#### [Directions]
Can you reproduce the items below unchanged, from the line containing "[segment] white stadium roof" down through their final line, including both?

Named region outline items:
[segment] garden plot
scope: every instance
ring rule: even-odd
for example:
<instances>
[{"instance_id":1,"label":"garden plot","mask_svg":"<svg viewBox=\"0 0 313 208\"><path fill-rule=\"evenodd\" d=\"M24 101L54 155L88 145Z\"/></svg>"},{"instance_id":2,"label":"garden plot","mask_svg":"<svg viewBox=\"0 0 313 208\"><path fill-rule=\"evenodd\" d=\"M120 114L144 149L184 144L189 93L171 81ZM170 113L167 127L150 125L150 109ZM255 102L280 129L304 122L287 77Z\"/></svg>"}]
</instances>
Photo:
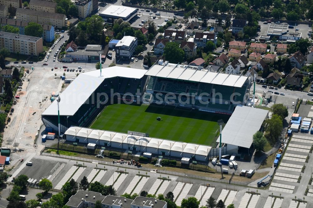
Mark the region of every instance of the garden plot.
<instances>
[{"instance_id":1,"label":"garden plot","mask_svg":"<svg viewBox=\"0 0 313 208\"><path fill-rule=\"evenodd\" d=\"M70 177L72 176L77 169L77 167L76 166L72 166L70 169L69 170L69 171L67 171L67 172L65 174L64 177L59 182L58 185L55 186L54 188L56 189L61 190L63 185L65 184L65 183L69 180Z\"/></svg>"},{"instance_id":2,"label":"garden plot","mask_svg":"<svg viewBox=\"0 0 313 208\"><path fill-rule=\"evenodd\" d=\"M269 189L269 190L278 191L282 191L292 194L295 189L295 186L282 184L277 183L272 183Z\"/></svg>"},{"instance_id":3,"label":"garden plot","mask_svg":"<svg viewBox=\"0 0 313 208\"><path fill-rule=\"evenodd\" d=\"M134 178L130 180L130 182L128 184L128 186L127 186L127 188L124 191L124 193L127 193L128 194L130 194L134 187L136 186L136 184L138 182L141 178L141 176L135 176Z\"/></svg>"},{"instance_id":4,"label":"garden plot","mask_svg":"<svg viewBox=\"0 0 313 208\"><path fill-rule=\"evenodd\" d=\"M95 179L93 180L92 181L97 181L99 182L100 180L101 180L103 176L104 176L104 174L105 174L106 172L106 171L105 171L103 170L101 170L98 173L98 174L96 176L95 178Z\"/></svg>"},{"instance_id":5,"label":"garden plot","mask_svg":"<svg viewBox=\"0 0 313 208\"><path fill-rule=\"evenodd\" d=\"M117 180L115 180L115 182L114 183L113 186L116 190L117 190L118 188L120 187L120 186L121 186L121 185L124 181L125 179L126 178L128 175L125 173L122 173L118 178L117 179ZM115 178L114 178L115 179ZM139 193L140 194L140 193Z\"/></svg>"},{"instance_id":6,"label":"garden plot","mask_svg":"<svg viewBox=\"0 0 313 208\"><path fill-rule=\"evenodd\" d=\"M120 173L117 172L115 172L111 176L111 177L109 179L109 181L105 183L105 186L110 186L112 185L114 183L115 180L117 178L117 176L120 175Z\"/></svg>"},{"instance_id":7,"label":"garden plot","mask_svg":"<svg viewBox=\"0 0 313 208\"><path fill-rule=\"evenodd\" d=\"M233 201L235 198L237 192L237 191L232 190L229 191L229 193L228 194L228 196L227 196L224 203L225 206L227 206L233 203Z\"/></svg>"},{"instance_id":8,"label":"garden plot","mask_svg":"<svg viewBox=\"0 0 313 208\"><path fill-rule=\"evenodd\" d=\"M201 206L205 206L207 204L207 200L212 195L212 193L214 191L215 189L215 187L208 187L207 191L204 193L202 196L202 198L200 201L200 205ZM198 199L197 198L197 199Z\"/></svg>"},{"instance_id":9,"label":"garden plot","mask_svg":"<svg viewBox=\"0 0 313 208\"><path fill-rule=\"evenodd\" d=\"M149 178L149 177L147 177L145 176L142 177L142 178L141 179L140 181L138 183L137 186L136 186L136 188L135 188L135 189L134 190L134 191L131 193L132 194L134 194L135 193L136 193L138 194L138 195L140 195L140 191L142 189L143 186L145 186L145 184L147 182L147 181L148 181Z\"/></svg>"},{"instance_id":10,"label":"garden plot","mask_svg":"<svg viewBox=\"0 0 313 208\"><path fill-rule=\"evenodd\" d=\"M301 172L303 167L303 165L281 162L278 169L300 172Z\"/></svg>"},{"instance_id":11,"label":"garden plot","mask_svg":"<svg viewBox=\"0 0 313 208\"><path fill-rule=\"evenodd\" d=\"M221 200L223 202L225 200L225 199L227 196L227 194L228 194L228 192L229 192L229 190L223 189L221 193L219 194L219 196L218 196L218 198L217 198L216 201L218 201Z\"/></svg>"},{"instance_id":12,"label":"garden plot","mask_svg":"<svg viewBox=\"0 0 313 208\"><path fill-rule=\"evenodd\" d=\"M190 189L192 186L193 184L186 183L186 185L182 190L180 194L178 196L176 199L175 203L178 206L180 206L182 205L182 200L184 199L188 194L189 191L190 191ZM175 195L174 195L175 196Z\"/></svg>"},{"instance_id":13,"label":"garden plot","mask_svg":"<svg viewBox=\"0 0 313 208\"><path fill-rule=\"evenodd\" d=\"M165 193L165 190L166 190L166 189L167 188L167 186L168 186L168 185L170 185L170 183L171 183L170 181L165 180L163 181L163 183L161 185L161 186L159 188L159 190L157 190L157 191L156 192L156 196L157 196L160 194L166 194L166 193ZM166 193L167 194L167 193Z\"/></svg>"},{"instance_id":14,"label":"garden plot","mask_svg":"<svg viewBox=\"0 0 313 208\"><path fill-rule=\"evenodd\" d=\"M298 182L298 180L299 177L300 177L300 176L276 172L275 176L274 176L274 179L289 182L296 183Z\"/></svg>"}]
</instances>

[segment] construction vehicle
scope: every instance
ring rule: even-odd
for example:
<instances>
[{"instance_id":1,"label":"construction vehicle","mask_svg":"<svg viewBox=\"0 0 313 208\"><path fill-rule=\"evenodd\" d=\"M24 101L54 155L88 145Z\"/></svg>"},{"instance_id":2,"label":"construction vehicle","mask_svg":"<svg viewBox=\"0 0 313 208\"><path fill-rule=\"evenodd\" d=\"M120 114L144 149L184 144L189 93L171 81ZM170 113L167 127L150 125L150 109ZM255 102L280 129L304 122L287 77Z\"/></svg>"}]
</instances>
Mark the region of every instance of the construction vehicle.
<instances>
[{"instance_id":1,"label":"construction vehicle","mask_svg":"<svg viewBox=\"0 0 313 208\"><path fill-rule=\"evenodd\" d=\"M269 181L267 181L266 182L263 182L263 181L265 179L266 179L267 178L269 177L269 178L270 178L270 179L269 179ZM269 181L270 181L270 178L272 178L272 176L270 176L270 175L268 175L266 177L265 177L265 178L263 178L263 179L262 179L262 180L261 180L260 181L259 181L257 183L257 184L258 184L258 186L267 186L269 184Z\"/></svg>"}]
</instances>

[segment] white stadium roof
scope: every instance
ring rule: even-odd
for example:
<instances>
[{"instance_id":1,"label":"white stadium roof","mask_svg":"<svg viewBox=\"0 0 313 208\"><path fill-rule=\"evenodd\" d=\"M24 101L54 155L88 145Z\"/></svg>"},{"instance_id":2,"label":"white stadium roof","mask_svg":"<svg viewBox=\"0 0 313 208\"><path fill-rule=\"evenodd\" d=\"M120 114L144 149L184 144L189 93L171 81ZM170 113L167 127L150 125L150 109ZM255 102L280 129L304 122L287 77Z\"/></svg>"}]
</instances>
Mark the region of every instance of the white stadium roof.
<instances>
[{"instance_id":1,"label":"white stadium roof","mask_svg":"<svg viewBox=\"0 0 313 208\"><path fill-rule=\"evenodd\" d=\"M252 144L253 135L260 130L269 111L237 106L222 131L222 142L246 148ZM219 138L216 140L219 142Z\"/></svg>"},{"instance_id":2,"label":"white stadium roof","mask_svg":"<svg viewBox=\"0 0 313 208\"><path fill-rule=\"evenodd\" d=\"M143 69L115 66L102 69L102 77L99 77L100 70L80 74L60 94L60 115L74 115L105 79L116 77L140 79L146 72ZM42 115L57 116L57 101L55 100Z\"/></svg>"},{"instance_id":3,"label":"white stadium roof","mask_svg":"<svg viewBox=\"0 0 313 208\"><path fill-rule=\"evenodd\" d=\"M166 150L178 152L183 152L206 156L208 154L212 147L206 145L185 143L149 137L138 137L132 135L119 132L97 130L86 128L71 126L64 133L65 135L71 136L85 135L87 132L89 134L88 138L98 139L99 135L100 140L122 143L134 144L144 147L149 147L156 149ZM110 136L111 138L110 138ZM121 148L122 146L121 146ZM151 153L155 153L151 152Z\"/></svg>"},{"instance_id":4,"label":"white stadium roof","mask_svg":"<svg viewBox=\"0 0 313 208\"><path fill-rule=\"evenodd\" d=\"M186 67L178 65L177 67L175 67L171 64L168 66L155 64L150 68L146 75L237 87L242 87L248 78L246 76L195 70L186 68Z\"/></svg>"}]
</instances>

#### [Response]
[segment] white stadium roof
scope: every instance
ring rule: even-odd
for example:
<instances>
[{"instance_id":1,"label":"white stadium roof","mask_svg":"<svg viewBox=\"0 0 313 208\"><path fill-rule=\"evenodd\" d=\"M24 101L54 155L88 145Z\"/></svg>"},{"instance_id":2,"label":"white stadium roof","mask_svg":"<svg viewBox=\"0 0 313 208\"><path fill-rule=\"evenodd\" d=\"M120 114L144 149L184 144L189 93L171 81ZM170 113L167 127L150 125L150 109ZM255 102L280 129L304 122L287 77Z\"/></svg>"}]
</instances>
Mark the region of every instance of the white stadium roof.
<instances>
[{"instance_id":1,"label":"white stadium roof","mask_svg":"<svg viewBox=\"0 0 313 208\"><path fill-rule=\"evenodd\" d=\"M252 144L253 135L260 130L269 111L237 106L222 131L222 142L246 148ZM219 138L216 140L219 142Z\"/></svg>"},{"instance_id":2,"label":"white stadium roof","mask_svg":"<svg viewBox=\"0 0 313 208\"><path fill-rule=\"evenodd\" d=\"M143 69L115 66L102 69L102 77L99 77L100 70L80 74L60 94L60 115L74 115L105 79L116 77L140 79L146 72ZM42 115L57 116L57 101L55 100Z\"/></svg>"},{"instance_id":3,"label":"white stadium roof","mask_svg":"<svg viewBox=\"0 0 313 208\"><path fill-rule=\"evenodd\" d=\"M166 150L178 152L183 152L206 156L208 154L212 147L206 145L185 143L149 137L138 137L132 135L119 132L97 130L86 128L71 126L64 133L65 135L71 136L85 135L87 132L89 134L88 138L98 139L99 135L100 140L122 143L134 144L144 147L149 147L156 149ZM110 136L111 138L110 138ZM121 148L122 146L121 146ZM151 153L155 153L151 152Z\"/></svg>"},{"instance_id":4,"label":"white stadium roof","mask_svg":"<svg viewBox=\"0 0 313 208\"><path fill-rule=\"evenodd\" d=\"M186 67L178 65L177 67L175 67L171 64L168 66L155 64L150 68L146 75L237 87L242 87L248 78L246 76L195 70L186 68Z\"/></svg>"}]
</instances>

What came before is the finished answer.